Exercise description> Scan the records for the string "white", then copy each line that has it.

[Referring expression grounding data]
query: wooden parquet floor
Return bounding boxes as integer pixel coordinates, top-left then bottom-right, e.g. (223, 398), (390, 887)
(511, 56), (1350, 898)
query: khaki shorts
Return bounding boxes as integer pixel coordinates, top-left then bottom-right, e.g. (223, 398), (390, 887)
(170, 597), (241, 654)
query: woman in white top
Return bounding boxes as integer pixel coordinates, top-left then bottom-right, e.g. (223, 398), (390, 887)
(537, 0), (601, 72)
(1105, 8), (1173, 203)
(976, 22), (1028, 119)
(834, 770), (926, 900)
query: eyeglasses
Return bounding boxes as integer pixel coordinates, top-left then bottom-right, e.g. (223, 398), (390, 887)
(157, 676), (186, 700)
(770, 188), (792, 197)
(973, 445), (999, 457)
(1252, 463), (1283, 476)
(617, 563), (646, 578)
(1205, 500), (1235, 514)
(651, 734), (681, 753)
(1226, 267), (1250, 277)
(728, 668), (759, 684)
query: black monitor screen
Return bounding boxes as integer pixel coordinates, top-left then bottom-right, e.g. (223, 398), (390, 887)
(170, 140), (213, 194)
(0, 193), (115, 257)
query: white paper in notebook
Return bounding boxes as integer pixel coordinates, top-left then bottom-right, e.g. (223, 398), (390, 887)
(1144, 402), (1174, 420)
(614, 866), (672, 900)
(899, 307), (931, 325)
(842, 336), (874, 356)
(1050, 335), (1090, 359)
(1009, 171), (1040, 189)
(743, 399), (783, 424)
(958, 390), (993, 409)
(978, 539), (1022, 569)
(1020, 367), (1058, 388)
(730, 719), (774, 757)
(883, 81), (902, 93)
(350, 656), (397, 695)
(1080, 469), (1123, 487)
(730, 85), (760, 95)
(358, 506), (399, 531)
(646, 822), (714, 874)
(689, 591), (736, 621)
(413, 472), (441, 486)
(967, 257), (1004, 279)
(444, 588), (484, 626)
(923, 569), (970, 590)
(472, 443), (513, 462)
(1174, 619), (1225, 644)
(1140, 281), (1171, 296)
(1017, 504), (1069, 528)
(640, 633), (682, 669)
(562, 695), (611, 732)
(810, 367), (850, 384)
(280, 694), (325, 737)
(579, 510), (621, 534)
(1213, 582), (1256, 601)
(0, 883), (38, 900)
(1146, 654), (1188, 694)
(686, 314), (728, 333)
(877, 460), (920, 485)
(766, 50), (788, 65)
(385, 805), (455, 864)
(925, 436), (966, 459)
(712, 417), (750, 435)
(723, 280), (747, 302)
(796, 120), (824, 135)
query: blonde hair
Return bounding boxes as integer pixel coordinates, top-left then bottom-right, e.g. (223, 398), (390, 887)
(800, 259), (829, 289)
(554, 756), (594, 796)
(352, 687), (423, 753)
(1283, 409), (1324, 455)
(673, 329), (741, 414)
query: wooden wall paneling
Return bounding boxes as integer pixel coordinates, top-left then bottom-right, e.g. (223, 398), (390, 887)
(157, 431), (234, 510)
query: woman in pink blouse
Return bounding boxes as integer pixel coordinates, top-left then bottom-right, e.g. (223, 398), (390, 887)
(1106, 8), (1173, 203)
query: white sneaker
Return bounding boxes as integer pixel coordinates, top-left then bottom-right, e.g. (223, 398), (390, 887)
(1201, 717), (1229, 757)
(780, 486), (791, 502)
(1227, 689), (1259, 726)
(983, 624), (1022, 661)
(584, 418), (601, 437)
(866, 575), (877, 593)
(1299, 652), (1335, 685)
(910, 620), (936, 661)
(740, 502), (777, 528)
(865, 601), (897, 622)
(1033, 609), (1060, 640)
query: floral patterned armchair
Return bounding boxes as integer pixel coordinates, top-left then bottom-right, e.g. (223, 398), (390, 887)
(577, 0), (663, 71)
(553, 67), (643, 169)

Solution>
query: woman in white top
query: white paper in notebook
query: white sneaker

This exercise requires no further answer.